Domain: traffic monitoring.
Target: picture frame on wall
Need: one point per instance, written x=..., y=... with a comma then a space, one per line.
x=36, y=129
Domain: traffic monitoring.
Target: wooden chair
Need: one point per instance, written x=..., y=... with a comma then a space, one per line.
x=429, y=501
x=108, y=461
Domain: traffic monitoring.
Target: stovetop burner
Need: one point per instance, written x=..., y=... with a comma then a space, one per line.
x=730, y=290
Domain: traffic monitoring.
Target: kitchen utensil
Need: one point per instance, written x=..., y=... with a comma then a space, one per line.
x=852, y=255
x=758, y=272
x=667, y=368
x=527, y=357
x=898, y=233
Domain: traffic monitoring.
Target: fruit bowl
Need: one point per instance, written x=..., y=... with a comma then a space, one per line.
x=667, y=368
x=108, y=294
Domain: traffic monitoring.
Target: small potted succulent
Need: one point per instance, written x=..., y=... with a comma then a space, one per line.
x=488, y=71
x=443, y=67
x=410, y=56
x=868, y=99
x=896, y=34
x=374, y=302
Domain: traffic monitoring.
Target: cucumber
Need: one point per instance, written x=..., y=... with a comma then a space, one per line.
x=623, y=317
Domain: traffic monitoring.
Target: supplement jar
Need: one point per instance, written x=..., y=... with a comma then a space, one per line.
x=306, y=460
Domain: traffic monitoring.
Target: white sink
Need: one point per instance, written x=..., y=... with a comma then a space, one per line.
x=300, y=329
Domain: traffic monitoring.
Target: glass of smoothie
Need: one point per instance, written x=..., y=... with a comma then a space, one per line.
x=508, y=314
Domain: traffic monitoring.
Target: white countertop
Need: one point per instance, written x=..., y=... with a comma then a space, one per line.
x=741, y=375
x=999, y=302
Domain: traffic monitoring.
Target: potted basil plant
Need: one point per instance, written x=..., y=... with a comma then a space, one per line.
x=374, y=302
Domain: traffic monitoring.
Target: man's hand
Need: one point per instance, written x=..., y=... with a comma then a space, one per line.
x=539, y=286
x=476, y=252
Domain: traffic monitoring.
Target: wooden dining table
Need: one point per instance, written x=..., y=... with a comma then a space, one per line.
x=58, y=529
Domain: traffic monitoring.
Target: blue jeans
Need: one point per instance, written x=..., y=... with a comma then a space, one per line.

__EXERCISE INSTRUCTIONS__:
All of the material must be written out again exactly.

__EXERCISE OUTPUT__:
Domain: traffic monitoring.
Target: picture frame on wall
Need: one point per instance, written x=..., y=... with a comma then a space, one per line.
x=36, y=129
Domain: traffic monitoring.
Target: wooden chair
Need: one point per instance, written x=..., y=... with a comma then a space, one per line.
x=429, y=501
x=108, y=461
Domain: traffic monitoring.
Target: stovetop burner
Need: one point per instance, written x=..., y=... with a comma then a space, one per line.
x=730, y=290
Domain: traffic monitoring.
Target: kitchen utensil
Need: one point per instance, written x=..., y=... with a comma then a space, one per line.
x=852, y=255
x=758, y=272
x=667, y=368
x=527, y=357
x=898, y=233
Domain: traffic monitoring.
Target: fruit bowl
Need: one point per instance, written x=..., y=... with a comma then a space, one per line.
x=667, y=368
x=108, y=294
Domain: traffic monitoring.
Target: small potted succulent
Need: one point per instance, written x=..., y=... with a comma then a space, one per line.
x=488, y=71
x=443, y=67
x=410, y=56
x=868, y=99
x=896, y=34
x=374, y=302
Domain: traffic monitoring.
Target: cucumber
Need: one point per instance, written x=..., y=... with a comma then a space, one per line.
x=623, y=317
Domain: traffic monitoring.
Target: supplement jar
Need: one point per instance, written x=..., y=... with a comma then a space, one per line.
x=306, y=460
Domain: traffic monitoring.
Target: white sink
Need: one point per instance, written x=..., y=... with a comma then a space, one per line.
x=300, y=329
Domain: traffic monitoring.
Target: glass of smoothie
Need: one point per instance, written x=..., y=... with a comma then a space, one per line.
x=508, y=314
Domain: traffic monitoring.
Target: white countertop
Need: one point per instance, written x=..., y=... with a comma then a space, one per line.
x=741, y=375
x=999, y=302
Domain: traffic monitoring.
Target: potted basil plant
Need: one point per instance, written x=..., y=... with a comma then a space, one per line.
x=374, y=302
Domain: traffic monitoring.
Target: man's hand
Need: one point per instance, written x=..., y=... with a comma then a space, one per line.
x=539, y=286
x=476, y=252
Domain: traffic monitoring.
Target: wooden dining table
Need: one point per instance, written x=..., y=... with a comma then a space, one per line.
x=58, y=529
Domain: traffic monitoring.
Target: blue jeans
Need: one point per instance, written x=..., y=... with a comma then a space, one per line.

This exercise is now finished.